» ÉNONCÉ DU PROBLÈME
Reproduisez à l'identique le passage de la critique sur le Néron mis en scène par Pierre Pradinas, depuis « Au final il » jusqu'à « par esquives successives! » inclus.

» TEXTE DE LECTURE
Mise en scène: Pierre Pradinas

avec Denis Lavant, Brigitte Catillon, Thierry Gimenez, Marie Trintignant, François Monnié, Riton Liebman, Gabor Rassov, David Mandineau, Hélène Viaux, Vanzetta, Laurent Desponds, Dom Farkas, Danik Hernandez. 

 

   

Oui, ça c’est du Théâtre!....

   

 

Pierre Pradinas est un metteur en scène inspiré qui ose aborder de front le délire onirique, le baroque fantasque, l’imaginaire luxuriant!...

Au final il propose des spectacles décalés qui font se télescoper les spectateurs et les acteurs dans une jubilation incomparable: Son Néron, et par suite celui de Gabor Rassov, auteur et néanmoins acteur de ce peplum, est un schizophrène qui s’engloutit dans une paranoïa aiguë!....   

Voilà pour le tableau clinique qui est synthétisé en scène par un buste de l’empereur fendu de haut en bas en son milieu. Fendu comme l’est également notre cerveau qui dans le meilleur des cas met sa zone créatrice et imaginative au service de sa zone rationnelle et logique. Néron, lui ne peut maîtriser cet équilibre souhaitable, car les dés sont pour lui pipés dès le départ: Il nous est présenté comme une victime sensible qui deviendra tyran sanguinaire par esquives successives!

» LIGNES DE DONNÉES

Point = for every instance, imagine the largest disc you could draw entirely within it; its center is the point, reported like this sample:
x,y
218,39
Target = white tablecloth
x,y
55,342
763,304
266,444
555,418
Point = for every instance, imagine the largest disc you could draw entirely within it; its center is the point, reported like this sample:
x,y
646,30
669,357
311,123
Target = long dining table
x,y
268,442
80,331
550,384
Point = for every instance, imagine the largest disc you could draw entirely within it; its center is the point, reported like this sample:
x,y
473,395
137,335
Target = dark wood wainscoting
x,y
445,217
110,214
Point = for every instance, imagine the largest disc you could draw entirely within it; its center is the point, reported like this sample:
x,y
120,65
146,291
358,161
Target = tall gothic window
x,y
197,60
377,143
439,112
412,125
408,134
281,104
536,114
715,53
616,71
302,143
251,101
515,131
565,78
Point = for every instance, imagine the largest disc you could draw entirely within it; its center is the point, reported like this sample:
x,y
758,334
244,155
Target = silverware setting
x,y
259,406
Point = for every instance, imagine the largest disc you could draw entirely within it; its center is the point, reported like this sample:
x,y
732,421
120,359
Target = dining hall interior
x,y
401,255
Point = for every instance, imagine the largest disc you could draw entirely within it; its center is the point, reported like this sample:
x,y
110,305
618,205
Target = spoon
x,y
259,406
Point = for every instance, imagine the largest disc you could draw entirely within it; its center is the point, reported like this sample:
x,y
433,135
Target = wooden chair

» CORRIGÉ DE L'EXERCICE
Au final il propose des spectacles décalés qui font se télescoper les spectateurs et les acteurs dans une jubilation incomparable: Son Néron, et par suite celui de Gabor Rassov, auteur et néanmoins acteur de ce peplum, est un schizophrène qui s’engloutit dans une paranoïa aiguë!....   

Voilà pour le tableau clinique qui est synthétisé en scène par un buste de l’empereur fendu de haut en bas en son milieu. Fendu comme l’est également notre cerveau qui dans le meilleur des cas met sa zone créatrice et imaginative au service de sa zone rationnelle et logique. Néron, lui ne peut maîtriser cet équilibre souhaitable, car les dés sont pour lui pipés dès le départ: Il nous est présenté comme une victime sensible qui deviendra tyran sanguinaire par esquives successives!